Problem details: Revise the records in the stretch from the line containing "Target: sun" through the line containing "column 291, row 280", replacing "instance" with "occurrence" and leaving everything else unchanged.

Material supplied:
......

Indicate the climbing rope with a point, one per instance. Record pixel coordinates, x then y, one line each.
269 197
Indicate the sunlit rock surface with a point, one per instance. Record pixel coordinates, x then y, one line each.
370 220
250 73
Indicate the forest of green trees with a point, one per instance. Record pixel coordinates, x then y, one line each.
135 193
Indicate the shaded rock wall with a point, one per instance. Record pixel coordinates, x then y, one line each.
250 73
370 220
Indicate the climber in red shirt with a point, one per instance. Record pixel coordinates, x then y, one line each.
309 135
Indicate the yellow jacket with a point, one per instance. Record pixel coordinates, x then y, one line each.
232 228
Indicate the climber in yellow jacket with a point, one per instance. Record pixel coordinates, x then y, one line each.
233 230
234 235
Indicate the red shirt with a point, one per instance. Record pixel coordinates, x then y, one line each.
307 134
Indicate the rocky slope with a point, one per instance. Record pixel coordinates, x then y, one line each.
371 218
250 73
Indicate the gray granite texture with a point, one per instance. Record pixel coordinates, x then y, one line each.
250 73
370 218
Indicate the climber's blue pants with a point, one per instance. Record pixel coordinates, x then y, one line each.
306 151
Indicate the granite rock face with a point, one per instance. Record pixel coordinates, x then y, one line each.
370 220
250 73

......

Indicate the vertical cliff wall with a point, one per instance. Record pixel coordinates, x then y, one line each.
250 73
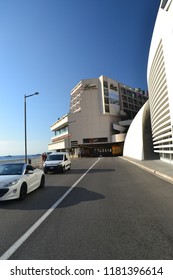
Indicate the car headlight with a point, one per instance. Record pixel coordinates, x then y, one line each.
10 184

......

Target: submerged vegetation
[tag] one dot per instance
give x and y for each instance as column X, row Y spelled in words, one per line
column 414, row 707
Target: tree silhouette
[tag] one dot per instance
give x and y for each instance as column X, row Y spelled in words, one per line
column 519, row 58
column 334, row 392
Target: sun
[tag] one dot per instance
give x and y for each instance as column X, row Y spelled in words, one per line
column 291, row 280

......

Correct output:
Target: sun
[tag] one dot per occurrence
give x and y for each occurrence as column X, row Y spelled in words, one per line
column 291, row 280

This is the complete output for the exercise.